THE RECORDS:
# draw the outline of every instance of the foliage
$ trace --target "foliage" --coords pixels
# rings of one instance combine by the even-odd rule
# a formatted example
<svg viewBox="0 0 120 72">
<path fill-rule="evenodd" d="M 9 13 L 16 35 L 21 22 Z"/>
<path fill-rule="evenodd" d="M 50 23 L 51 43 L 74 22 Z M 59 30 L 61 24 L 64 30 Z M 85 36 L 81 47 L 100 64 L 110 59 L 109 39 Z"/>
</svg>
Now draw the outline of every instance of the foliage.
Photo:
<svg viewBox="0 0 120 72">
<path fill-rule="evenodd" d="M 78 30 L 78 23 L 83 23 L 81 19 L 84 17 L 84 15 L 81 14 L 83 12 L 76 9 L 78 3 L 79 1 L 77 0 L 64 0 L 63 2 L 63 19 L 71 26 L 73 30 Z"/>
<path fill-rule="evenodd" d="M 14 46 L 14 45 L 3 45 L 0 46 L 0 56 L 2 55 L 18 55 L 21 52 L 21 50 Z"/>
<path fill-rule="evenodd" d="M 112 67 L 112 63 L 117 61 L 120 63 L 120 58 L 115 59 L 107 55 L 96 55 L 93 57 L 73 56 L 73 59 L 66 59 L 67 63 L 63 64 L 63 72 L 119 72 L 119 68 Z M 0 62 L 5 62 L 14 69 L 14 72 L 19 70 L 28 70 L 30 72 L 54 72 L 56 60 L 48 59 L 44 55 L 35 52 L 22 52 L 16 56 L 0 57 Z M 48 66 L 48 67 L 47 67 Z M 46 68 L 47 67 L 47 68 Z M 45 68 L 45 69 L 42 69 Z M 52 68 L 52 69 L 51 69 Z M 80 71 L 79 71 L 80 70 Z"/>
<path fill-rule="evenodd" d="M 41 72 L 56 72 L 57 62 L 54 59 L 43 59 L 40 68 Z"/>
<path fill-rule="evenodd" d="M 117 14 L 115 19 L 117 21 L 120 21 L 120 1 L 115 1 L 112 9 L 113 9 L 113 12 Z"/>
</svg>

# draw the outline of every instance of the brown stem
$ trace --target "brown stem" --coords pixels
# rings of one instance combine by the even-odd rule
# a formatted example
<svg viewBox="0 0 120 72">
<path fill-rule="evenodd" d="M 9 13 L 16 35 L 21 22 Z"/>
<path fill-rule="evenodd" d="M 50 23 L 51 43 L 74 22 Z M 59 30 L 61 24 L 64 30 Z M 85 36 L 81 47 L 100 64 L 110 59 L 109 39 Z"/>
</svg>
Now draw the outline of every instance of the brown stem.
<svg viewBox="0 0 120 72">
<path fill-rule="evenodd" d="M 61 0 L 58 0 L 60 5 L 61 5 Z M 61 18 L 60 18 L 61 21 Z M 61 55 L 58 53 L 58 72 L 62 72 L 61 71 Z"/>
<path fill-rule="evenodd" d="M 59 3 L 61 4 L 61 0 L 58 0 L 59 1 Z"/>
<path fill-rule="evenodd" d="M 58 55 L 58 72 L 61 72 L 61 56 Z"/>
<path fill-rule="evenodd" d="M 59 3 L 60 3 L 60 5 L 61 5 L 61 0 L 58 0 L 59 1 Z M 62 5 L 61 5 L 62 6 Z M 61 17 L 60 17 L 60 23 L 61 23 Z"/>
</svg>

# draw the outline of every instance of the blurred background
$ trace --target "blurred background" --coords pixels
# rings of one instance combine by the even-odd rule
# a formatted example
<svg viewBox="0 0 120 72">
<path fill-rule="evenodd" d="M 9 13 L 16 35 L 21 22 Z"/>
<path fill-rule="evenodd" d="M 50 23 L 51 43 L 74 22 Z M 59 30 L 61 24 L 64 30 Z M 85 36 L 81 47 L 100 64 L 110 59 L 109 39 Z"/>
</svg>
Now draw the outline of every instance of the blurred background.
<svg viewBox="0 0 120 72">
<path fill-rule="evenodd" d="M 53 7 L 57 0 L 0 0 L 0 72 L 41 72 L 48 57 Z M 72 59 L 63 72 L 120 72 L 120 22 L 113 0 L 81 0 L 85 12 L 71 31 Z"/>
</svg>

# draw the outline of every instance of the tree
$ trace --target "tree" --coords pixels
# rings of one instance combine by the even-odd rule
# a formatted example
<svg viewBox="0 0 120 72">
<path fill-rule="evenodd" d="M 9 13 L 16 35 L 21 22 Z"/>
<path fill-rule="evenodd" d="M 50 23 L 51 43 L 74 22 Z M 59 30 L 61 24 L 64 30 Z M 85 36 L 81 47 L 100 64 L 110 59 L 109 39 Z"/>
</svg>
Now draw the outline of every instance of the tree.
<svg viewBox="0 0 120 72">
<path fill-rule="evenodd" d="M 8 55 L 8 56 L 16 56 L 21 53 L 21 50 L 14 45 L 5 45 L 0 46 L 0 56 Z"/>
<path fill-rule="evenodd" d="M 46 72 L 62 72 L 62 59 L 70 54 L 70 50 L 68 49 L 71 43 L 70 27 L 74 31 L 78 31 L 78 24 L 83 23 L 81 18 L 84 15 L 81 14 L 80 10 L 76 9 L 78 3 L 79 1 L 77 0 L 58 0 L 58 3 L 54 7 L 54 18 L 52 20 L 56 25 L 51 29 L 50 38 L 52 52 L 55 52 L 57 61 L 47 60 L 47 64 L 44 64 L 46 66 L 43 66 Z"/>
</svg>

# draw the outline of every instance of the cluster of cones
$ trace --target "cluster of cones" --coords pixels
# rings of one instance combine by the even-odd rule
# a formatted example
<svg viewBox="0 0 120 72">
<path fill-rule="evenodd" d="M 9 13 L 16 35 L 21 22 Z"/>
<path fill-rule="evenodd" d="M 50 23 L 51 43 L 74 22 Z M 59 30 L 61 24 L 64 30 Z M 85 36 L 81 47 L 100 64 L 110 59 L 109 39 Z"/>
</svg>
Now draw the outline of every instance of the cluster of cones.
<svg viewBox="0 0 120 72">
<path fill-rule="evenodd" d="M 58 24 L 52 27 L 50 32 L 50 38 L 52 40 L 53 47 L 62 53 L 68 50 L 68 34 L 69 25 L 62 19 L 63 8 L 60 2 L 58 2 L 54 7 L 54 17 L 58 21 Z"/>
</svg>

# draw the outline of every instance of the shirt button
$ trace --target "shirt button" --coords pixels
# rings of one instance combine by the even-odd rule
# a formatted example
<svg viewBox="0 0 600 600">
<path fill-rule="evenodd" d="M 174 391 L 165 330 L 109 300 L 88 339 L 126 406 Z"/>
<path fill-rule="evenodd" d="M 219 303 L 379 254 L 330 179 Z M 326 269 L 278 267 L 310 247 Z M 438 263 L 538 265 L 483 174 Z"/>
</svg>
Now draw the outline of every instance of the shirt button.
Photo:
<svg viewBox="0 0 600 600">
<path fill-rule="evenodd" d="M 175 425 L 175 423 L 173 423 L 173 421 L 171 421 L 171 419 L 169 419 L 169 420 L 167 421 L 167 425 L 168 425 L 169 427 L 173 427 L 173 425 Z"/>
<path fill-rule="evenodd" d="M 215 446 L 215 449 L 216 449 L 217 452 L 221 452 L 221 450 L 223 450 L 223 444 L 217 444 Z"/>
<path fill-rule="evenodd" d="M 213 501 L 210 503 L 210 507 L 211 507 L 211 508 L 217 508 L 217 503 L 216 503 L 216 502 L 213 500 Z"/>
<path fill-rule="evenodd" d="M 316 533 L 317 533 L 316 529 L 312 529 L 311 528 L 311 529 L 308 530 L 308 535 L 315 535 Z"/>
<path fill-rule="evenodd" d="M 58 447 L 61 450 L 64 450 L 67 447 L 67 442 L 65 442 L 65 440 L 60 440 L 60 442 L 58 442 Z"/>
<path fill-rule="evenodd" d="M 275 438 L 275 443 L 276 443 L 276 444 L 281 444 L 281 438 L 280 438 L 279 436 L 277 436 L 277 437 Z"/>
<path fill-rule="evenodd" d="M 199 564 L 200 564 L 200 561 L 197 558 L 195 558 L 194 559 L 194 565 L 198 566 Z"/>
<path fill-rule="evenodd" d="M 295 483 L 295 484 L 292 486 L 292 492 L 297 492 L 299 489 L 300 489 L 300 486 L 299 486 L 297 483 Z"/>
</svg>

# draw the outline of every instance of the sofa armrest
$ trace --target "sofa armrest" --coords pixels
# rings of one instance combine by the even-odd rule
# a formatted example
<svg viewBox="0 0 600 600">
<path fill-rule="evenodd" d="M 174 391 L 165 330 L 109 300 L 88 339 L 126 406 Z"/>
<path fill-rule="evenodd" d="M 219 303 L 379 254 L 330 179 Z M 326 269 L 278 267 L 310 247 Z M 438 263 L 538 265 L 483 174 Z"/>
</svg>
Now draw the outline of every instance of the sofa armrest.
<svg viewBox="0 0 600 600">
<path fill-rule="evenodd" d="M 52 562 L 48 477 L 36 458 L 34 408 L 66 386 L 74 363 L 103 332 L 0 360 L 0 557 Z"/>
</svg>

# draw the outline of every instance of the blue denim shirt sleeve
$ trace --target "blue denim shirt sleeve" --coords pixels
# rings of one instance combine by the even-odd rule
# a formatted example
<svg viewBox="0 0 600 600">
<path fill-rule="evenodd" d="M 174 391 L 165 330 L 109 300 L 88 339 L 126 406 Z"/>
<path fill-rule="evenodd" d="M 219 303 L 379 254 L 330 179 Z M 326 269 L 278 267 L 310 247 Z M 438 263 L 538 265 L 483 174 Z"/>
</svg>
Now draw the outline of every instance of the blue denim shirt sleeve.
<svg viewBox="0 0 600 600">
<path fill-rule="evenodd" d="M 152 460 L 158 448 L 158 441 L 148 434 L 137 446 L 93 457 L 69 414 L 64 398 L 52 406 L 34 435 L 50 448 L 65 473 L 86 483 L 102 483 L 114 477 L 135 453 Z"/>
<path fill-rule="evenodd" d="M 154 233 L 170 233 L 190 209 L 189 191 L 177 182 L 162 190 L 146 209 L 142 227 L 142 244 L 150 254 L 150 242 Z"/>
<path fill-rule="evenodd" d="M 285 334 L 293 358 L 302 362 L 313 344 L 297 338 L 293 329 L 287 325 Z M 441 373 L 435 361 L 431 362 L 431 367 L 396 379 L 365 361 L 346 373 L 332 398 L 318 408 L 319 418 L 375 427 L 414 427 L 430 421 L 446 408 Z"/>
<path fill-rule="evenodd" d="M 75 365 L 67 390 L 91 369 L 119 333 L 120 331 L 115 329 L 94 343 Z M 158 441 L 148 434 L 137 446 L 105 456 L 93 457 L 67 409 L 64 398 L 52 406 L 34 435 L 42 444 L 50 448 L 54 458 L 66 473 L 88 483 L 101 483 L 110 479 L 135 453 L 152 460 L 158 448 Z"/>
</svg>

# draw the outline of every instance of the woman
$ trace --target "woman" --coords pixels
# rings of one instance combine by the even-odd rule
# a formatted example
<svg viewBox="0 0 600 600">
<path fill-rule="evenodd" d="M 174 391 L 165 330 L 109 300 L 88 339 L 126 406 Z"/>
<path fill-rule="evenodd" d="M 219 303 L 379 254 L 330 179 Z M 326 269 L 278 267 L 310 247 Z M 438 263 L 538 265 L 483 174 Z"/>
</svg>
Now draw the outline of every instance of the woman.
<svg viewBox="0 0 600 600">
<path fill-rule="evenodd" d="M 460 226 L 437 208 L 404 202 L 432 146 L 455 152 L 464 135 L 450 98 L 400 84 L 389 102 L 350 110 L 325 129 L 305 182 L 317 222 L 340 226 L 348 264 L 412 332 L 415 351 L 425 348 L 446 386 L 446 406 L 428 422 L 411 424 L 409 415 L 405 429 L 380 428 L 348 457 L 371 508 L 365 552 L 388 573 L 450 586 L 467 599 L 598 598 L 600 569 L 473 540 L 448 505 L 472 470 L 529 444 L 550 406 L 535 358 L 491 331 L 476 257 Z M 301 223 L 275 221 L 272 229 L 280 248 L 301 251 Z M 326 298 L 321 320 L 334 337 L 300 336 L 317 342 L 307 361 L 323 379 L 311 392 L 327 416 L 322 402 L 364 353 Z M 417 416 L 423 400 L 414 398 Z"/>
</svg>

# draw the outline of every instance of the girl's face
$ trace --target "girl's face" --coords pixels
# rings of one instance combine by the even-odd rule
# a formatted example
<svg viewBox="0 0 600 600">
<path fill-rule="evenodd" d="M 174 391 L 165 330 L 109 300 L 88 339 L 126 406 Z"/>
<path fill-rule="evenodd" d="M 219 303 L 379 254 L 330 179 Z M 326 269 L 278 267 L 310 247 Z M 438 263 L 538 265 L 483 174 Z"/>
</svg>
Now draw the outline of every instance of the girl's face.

WHAT IS BEING ASKED: Only the number is wanted: count the lines of the records that hold the word "pixels".

RESULT: 10